### WORK TO DO
Copy out the lines from the line with "Where can the sky" up to and including the line with "<point>103,377</point>", character for character.

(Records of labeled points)
****************

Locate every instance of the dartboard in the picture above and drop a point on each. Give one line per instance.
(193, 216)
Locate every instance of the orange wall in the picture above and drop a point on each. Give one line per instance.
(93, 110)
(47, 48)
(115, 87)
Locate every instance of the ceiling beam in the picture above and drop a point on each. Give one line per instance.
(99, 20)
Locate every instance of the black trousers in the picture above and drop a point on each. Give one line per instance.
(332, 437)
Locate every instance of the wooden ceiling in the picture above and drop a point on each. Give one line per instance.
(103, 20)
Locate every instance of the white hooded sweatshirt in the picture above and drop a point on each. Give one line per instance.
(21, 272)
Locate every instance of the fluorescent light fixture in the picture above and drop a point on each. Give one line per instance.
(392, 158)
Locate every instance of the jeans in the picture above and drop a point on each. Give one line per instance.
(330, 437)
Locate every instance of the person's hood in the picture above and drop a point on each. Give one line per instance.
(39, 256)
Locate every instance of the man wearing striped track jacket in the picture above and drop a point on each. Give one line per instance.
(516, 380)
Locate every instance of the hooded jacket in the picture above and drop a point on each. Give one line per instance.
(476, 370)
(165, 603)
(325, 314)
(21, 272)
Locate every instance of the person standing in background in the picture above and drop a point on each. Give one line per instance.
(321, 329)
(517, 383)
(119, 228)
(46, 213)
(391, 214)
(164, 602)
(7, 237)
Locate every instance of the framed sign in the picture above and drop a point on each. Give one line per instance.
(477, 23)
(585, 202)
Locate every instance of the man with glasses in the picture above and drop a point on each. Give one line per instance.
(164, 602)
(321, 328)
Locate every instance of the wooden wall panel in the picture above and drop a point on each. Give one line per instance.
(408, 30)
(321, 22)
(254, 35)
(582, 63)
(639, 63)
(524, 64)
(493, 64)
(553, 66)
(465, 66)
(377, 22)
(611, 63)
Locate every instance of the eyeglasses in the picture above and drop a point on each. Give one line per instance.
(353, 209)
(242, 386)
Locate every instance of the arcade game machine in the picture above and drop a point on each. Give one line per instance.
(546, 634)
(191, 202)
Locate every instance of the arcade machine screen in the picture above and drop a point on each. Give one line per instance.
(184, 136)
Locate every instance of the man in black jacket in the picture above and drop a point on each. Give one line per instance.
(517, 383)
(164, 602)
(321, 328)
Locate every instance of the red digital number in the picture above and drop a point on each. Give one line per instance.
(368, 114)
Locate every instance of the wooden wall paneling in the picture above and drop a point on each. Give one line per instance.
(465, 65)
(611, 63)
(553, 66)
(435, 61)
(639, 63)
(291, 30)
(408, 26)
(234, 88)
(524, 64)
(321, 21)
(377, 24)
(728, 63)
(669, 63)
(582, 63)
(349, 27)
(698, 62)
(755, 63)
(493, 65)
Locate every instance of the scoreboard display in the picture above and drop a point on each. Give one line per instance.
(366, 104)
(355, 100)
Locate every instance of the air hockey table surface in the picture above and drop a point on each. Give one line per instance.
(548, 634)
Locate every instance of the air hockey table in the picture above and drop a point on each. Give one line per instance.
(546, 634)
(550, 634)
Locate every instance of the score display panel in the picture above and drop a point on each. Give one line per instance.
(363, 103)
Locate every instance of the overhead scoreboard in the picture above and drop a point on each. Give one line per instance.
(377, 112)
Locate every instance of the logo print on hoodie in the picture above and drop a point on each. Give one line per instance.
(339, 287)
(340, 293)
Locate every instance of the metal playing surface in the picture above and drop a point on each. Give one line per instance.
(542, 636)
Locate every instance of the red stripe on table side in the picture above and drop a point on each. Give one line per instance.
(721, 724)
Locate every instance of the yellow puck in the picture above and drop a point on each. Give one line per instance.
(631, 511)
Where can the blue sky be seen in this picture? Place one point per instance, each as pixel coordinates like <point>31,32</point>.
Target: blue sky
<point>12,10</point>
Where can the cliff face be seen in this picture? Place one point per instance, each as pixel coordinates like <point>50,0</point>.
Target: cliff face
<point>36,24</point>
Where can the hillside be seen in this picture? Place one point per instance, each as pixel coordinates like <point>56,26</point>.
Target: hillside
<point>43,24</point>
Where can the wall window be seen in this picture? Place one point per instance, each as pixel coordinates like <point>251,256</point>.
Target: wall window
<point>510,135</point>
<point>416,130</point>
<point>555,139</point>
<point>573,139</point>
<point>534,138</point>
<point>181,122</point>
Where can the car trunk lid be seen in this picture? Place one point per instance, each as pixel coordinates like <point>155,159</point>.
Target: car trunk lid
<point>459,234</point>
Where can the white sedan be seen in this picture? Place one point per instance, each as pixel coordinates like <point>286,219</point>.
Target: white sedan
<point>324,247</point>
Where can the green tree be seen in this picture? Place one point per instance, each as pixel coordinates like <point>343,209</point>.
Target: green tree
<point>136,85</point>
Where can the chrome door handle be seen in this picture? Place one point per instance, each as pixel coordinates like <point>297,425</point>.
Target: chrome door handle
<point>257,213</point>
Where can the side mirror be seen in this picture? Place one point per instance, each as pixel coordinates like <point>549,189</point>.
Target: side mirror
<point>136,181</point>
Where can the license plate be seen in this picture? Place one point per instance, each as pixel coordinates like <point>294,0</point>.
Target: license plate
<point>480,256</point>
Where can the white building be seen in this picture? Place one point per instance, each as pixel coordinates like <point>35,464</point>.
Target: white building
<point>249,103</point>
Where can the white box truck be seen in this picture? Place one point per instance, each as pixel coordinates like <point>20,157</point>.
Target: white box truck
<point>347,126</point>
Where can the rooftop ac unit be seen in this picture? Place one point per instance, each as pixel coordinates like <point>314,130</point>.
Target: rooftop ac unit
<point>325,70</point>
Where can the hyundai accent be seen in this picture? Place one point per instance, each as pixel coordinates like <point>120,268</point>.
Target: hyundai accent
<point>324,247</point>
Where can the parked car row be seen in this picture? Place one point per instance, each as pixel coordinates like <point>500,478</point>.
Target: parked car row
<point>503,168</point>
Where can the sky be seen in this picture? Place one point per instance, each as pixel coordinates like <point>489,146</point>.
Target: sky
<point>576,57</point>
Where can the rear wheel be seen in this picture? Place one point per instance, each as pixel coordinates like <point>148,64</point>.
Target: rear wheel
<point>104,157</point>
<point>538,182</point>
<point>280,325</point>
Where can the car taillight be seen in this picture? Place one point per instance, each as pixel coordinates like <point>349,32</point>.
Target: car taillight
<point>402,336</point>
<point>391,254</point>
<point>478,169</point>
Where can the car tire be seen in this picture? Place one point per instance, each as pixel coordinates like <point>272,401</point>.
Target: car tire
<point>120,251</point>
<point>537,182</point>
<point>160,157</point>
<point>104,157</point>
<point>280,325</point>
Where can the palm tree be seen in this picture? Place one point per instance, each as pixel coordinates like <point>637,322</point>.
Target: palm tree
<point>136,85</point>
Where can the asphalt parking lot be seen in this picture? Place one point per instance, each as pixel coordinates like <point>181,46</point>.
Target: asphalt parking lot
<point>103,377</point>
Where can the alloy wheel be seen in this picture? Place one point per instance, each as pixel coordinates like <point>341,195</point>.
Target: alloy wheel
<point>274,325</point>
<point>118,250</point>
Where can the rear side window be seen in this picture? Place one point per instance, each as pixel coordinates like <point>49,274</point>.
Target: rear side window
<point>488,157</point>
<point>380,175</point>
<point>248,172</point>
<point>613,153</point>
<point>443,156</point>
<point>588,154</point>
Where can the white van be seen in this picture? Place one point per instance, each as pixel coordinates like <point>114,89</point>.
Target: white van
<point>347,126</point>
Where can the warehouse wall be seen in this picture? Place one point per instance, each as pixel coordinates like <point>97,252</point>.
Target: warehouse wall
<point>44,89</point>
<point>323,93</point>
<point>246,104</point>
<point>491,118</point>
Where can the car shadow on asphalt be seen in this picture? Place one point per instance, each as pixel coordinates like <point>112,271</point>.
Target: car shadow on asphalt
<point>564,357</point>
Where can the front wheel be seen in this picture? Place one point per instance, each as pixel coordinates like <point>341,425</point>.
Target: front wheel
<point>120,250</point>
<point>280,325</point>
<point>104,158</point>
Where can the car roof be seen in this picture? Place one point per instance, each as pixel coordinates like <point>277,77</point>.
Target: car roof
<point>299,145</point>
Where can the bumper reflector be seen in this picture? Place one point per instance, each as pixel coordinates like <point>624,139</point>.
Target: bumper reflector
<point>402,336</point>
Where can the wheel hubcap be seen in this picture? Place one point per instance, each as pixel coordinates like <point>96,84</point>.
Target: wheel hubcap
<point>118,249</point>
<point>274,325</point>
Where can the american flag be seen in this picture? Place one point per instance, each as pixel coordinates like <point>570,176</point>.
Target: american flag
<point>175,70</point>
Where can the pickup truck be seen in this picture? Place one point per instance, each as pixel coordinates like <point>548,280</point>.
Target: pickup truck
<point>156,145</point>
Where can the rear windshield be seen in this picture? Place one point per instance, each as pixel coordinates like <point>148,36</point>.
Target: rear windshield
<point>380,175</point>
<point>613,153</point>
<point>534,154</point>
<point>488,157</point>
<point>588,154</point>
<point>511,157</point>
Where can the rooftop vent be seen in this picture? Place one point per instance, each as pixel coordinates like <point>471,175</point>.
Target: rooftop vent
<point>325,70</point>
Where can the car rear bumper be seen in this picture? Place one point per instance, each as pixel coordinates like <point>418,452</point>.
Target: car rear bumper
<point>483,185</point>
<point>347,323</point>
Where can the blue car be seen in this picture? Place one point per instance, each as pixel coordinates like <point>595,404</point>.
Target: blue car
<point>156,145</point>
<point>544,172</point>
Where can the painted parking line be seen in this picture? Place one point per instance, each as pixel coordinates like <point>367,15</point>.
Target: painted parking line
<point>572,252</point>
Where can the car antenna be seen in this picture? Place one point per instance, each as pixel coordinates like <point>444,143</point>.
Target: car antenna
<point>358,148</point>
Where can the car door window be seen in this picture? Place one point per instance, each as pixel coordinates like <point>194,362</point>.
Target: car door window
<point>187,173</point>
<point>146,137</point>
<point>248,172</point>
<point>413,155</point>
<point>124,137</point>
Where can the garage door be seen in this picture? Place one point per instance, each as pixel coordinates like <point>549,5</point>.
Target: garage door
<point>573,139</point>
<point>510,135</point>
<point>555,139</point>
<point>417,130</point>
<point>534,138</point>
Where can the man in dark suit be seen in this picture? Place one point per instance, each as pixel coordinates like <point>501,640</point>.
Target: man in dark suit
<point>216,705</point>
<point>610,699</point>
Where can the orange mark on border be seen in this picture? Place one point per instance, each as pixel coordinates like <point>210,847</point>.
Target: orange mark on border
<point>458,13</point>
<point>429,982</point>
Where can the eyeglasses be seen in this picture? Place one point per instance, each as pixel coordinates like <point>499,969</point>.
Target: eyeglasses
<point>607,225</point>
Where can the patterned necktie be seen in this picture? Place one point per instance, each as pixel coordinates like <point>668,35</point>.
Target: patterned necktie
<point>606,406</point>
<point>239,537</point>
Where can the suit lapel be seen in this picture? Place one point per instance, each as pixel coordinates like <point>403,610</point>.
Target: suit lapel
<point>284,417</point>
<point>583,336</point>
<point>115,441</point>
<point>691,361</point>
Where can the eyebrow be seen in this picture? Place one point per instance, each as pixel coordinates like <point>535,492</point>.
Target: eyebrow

****************

### RESULT FOR THIS TASK
Where can the sky be seen in this picture? Place one point per instance, each as pixel coordinates like <point>489,146</point>.
Target: sky
<point>576,57</point>
Where can the rear wheel be seen in this picture? Place one point per instance, each as pixel coordinates like <point>148,64</point>.
Target: rear wheel
<point>104,157</point>
<point>538,182</point>
<point>280,325</point>
Where can the car taillight be seen in this picture? Place one point per instance, each as pixel coordinates like <point>349,32</point>.
Target: car taillight
<point>402,336</point>
<point>391,254</point>
<point>478,169</point>
Where can the car tire be seen in this picture? Place one point per instance, each as pixel coordinates like <point>272,401</point>.
Target: car tire
<point>120,251</point>
<point>537,182</point>
<point>160,157</point>
<point>104,157</point>
<point>280,325</point>
Where can the palm tree be seen in this picture? Place one point per instance, each as pixel coordinates like <point>637,322</point>.
Target: palm tree
<point>136,85</point>
Where can the asphalt parking lot be seen in this picture? Place one point per instance, each as pixel coordinates like <point>181,46</point>.
Target: asphalt parking lot
<point>103,377</point>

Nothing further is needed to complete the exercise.